**Given request**
Report each line of the records that contains the string "covered". Case matters.

Extracted data entries
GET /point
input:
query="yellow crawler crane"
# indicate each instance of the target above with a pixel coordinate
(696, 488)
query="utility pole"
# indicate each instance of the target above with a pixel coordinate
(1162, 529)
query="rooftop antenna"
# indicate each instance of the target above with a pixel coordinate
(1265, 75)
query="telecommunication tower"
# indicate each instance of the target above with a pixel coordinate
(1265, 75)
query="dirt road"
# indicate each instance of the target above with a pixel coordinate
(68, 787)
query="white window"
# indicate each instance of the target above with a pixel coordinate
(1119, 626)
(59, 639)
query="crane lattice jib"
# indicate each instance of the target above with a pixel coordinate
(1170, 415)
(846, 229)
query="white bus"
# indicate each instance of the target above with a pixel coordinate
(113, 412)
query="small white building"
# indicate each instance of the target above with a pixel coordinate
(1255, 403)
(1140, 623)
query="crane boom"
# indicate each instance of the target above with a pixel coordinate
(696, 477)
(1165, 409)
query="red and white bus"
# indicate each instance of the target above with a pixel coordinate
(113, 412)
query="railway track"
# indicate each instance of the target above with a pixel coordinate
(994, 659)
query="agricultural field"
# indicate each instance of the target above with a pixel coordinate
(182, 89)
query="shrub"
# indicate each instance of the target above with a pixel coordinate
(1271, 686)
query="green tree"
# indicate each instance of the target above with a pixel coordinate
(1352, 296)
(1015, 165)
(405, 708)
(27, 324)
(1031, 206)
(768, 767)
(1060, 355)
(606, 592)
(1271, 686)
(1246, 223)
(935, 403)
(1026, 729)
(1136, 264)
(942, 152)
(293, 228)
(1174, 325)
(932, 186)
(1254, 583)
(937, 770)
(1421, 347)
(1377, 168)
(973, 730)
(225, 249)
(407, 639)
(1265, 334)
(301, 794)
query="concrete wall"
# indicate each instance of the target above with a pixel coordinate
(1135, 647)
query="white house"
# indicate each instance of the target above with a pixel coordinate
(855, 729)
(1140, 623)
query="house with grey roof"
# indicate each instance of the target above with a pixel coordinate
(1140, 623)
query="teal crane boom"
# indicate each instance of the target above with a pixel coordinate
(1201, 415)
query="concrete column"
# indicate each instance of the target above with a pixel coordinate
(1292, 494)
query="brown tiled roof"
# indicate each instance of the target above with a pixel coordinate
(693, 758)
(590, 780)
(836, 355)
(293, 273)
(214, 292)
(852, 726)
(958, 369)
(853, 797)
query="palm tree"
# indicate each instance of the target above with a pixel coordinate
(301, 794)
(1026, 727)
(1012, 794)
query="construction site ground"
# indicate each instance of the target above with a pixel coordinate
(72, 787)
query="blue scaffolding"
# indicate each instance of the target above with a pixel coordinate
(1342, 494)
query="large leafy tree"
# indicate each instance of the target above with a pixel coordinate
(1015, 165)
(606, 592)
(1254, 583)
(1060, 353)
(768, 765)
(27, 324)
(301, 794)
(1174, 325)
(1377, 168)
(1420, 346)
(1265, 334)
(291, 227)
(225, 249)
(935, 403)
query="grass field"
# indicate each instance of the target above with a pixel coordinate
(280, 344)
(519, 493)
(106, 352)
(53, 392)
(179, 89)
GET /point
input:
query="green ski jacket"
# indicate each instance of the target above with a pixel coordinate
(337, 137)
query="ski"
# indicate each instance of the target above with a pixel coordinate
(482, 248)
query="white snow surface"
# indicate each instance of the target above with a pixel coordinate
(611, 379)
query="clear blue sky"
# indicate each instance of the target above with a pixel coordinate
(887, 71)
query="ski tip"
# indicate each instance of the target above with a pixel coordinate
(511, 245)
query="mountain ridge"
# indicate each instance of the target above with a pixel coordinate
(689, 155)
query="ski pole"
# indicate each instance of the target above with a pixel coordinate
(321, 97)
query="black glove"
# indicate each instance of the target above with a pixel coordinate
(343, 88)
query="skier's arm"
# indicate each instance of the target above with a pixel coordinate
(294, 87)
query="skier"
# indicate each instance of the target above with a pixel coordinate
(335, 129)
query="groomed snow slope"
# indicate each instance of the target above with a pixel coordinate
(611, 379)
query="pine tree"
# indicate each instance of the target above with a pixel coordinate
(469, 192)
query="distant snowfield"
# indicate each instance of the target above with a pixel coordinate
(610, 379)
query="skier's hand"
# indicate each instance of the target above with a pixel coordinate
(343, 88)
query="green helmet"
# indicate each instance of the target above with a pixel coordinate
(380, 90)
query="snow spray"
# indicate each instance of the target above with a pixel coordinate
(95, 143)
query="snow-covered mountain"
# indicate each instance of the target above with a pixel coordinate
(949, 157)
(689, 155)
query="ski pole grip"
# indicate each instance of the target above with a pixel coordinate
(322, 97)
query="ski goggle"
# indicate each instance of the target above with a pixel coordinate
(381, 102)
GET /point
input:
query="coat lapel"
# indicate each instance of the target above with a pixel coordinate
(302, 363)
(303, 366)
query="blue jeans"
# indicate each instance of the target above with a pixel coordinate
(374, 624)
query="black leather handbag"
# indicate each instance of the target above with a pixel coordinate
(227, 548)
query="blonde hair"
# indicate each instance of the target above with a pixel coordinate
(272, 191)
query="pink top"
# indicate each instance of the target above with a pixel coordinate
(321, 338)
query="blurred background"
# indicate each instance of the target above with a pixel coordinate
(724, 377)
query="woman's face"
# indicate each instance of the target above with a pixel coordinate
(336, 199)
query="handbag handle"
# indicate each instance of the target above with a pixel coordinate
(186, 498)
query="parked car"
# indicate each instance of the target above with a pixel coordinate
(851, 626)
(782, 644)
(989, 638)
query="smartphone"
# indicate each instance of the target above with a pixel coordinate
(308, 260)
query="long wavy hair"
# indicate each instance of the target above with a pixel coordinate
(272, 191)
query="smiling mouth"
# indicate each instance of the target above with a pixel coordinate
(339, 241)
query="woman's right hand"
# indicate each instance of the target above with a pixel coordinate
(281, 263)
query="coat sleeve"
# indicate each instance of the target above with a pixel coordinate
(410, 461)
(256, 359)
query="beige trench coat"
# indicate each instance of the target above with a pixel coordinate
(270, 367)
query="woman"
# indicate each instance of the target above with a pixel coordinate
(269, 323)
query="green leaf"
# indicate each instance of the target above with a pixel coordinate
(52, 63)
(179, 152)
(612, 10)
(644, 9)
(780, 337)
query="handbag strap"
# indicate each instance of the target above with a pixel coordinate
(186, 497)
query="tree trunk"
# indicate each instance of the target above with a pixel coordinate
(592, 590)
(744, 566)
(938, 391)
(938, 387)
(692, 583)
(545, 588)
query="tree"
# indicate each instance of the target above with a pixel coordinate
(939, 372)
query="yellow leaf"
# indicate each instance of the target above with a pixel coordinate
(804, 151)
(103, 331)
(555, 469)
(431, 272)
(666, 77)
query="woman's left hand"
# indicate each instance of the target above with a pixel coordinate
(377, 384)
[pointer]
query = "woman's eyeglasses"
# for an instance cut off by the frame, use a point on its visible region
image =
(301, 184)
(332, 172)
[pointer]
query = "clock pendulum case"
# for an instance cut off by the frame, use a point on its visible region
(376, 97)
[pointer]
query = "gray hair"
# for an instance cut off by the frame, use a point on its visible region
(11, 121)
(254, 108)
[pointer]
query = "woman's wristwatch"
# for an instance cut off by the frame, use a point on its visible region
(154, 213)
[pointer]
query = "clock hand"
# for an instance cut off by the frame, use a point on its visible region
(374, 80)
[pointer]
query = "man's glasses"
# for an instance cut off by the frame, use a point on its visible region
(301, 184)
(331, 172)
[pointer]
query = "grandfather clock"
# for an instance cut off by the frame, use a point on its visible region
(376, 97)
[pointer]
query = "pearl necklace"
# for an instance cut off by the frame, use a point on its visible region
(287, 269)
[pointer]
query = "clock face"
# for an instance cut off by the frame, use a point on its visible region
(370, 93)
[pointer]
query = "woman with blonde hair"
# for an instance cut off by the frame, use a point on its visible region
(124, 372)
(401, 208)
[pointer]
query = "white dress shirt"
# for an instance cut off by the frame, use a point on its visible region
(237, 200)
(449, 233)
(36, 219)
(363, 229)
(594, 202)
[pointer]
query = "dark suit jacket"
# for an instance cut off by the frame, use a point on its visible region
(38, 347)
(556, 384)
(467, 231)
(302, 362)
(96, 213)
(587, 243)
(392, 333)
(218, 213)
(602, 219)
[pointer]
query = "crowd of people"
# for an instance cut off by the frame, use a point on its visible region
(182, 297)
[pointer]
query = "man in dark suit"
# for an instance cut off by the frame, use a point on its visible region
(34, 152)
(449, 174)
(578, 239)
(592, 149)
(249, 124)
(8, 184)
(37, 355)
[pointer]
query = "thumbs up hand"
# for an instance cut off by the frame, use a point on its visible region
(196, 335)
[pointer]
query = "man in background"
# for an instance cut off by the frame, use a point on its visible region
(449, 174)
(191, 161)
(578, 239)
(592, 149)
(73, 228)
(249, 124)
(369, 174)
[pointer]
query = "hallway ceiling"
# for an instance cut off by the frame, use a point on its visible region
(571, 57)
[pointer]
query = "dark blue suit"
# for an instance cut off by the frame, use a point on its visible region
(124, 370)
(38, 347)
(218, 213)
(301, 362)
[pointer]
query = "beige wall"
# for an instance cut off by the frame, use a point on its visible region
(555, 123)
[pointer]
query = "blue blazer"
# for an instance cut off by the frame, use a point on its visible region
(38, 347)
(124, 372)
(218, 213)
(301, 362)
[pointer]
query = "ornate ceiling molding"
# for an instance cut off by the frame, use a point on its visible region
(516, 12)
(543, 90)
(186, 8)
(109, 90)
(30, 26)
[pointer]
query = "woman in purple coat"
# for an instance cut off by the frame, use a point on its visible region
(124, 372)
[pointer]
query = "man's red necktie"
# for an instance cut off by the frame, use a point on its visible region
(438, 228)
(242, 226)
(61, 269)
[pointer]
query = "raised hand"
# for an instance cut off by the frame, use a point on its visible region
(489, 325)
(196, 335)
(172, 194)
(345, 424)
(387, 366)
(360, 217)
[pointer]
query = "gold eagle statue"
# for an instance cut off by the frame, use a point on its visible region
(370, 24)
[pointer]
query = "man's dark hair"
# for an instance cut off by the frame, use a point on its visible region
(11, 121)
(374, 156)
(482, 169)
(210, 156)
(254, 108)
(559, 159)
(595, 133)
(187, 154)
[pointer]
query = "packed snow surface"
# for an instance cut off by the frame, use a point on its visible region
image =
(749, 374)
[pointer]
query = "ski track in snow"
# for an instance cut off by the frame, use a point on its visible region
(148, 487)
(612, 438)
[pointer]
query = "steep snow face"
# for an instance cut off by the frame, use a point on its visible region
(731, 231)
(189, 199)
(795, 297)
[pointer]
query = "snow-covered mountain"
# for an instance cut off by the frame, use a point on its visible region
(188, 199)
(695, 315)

**Full solution**
query="snow-covered mountain"
query = "snow-covered mountain"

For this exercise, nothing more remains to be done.